Supplied records -

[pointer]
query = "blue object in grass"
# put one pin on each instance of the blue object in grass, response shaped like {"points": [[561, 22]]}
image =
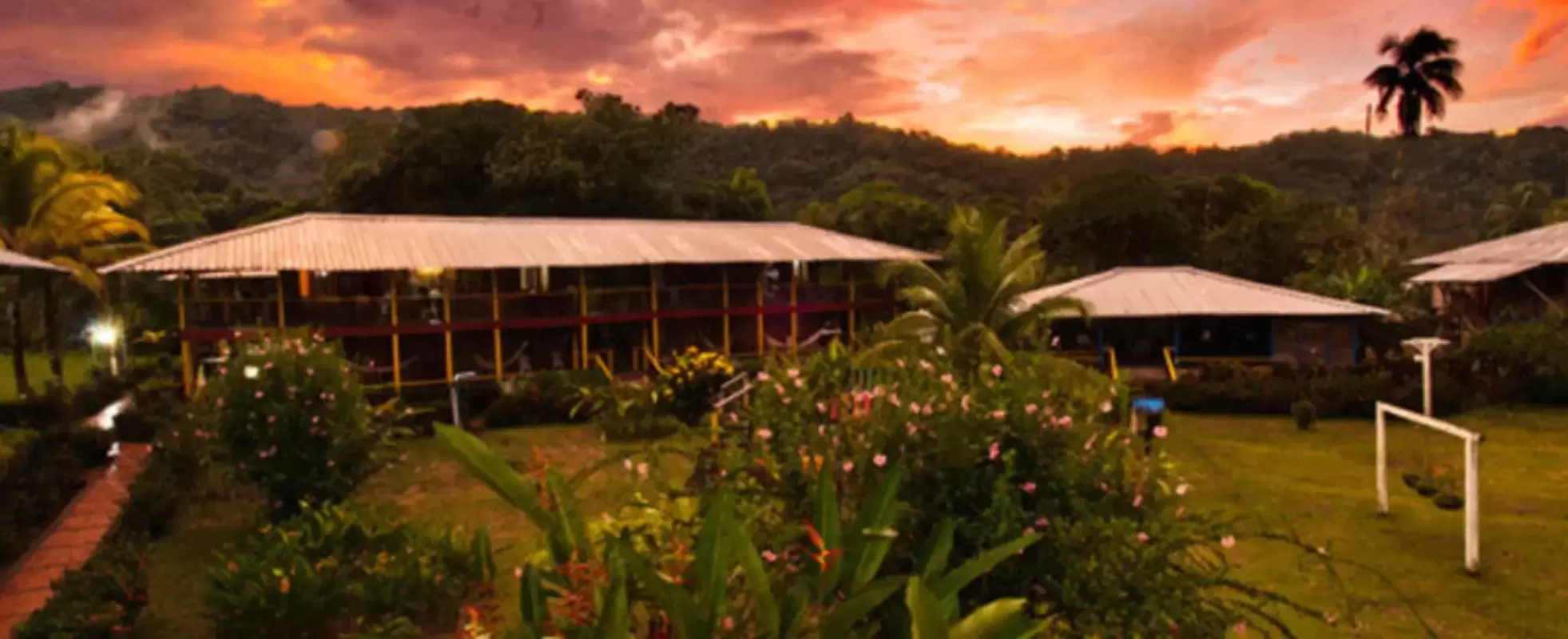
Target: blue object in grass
{"points": [[1148, 406]]}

Exercise objective - Could you retype all of the lines above word for word, leaving the picture out?

Exercise answer -
[pointer]
query = "blue object in grass"
# put one pin on each instance of the blue object in grass, response shaped like {"points": [[561, 22]]}
image =
Target: blue object in grass
{"points": [[1148, 406]]}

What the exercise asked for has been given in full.